(Referring expression pointing data)
┏━━
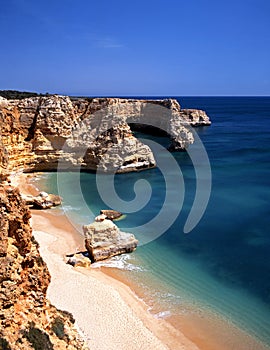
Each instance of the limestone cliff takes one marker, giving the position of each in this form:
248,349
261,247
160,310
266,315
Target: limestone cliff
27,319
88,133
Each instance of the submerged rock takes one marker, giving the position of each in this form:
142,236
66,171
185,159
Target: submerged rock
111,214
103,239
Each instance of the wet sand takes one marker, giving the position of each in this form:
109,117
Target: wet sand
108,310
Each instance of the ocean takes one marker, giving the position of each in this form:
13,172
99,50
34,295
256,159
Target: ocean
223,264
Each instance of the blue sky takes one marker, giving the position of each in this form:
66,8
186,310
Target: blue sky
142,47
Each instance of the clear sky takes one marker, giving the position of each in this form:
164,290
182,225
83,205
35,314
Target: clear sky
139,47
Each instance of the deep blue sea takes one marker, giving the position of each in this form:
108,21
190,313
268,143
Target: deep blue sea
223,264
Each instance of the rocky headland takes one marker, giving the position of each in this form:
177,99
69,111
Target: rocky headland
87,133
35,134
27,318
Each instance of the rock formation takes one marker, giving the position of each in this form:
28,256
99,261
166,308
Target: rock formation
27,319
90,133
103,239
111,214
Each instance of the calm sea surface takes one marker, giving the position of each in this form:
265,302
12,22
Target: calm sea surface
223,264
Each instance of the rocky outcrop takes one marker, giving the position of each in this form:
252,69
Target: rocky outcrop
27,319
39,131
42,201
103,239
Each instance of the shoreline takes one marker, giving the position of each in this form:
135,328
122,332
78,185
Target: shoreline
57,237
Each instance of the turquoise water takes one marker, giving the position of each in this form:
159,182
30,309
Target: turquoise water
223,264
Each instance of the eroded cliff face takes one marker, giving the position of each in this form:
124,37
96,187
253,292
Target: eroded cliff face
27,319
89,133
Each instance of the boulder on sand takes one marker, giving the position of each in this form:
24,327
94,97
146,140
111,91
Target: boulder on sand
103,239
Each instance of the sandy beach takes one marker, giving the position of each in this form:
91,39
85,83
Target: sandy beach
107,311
┗━━
┏━━
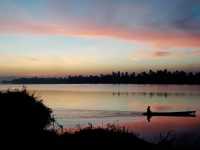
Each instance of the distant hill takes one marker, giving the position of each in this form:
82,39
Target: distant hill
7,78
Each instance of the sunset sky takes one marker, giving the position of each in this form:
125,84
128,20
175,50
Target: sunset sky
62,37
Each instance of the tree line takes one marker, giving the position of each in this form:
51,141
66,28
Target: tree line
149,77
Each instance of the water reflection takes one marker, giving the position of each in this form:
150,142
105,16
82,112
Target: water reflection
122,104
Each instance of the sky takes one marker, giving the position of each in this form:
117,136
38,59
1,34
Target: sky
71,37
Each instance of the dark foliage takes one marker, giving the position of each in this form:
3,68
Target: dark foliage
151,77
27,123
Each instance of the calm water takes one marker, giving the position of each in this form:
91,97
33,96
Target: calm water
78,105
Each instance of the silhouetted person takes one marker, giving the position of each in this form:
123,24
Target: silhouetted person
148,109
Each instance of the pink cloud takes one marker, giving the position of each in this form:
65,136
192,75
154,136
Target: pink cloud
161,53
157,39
┗━━
▶ _The problem_
What you give back must be the stretch above, starting at the line with "Each instance of the distant" and ending at the line with "Each instance of the sky", copied exactly.

▶ _Answer to the problem_
Each instance of the distant hill takes one marker, giving the position of each in this form:
82,39
Target: distant hill
7,78
Each instance of the sunset sky takes one marker, giving the position of each in this form:
125,84
128,20
175,50
Target: sunset sky
62,37
Each instance of the tree line takes one marker, giving the position of each in this form:
51,141
66,28
Target: tree line
149,77
Each instance of the water reflection takes one marker, giving the position of each in this form:
150,142
105,16
82,112
Target: water reflection
122,104
Each instance of the sky takes one marker, giving the position of each in this form:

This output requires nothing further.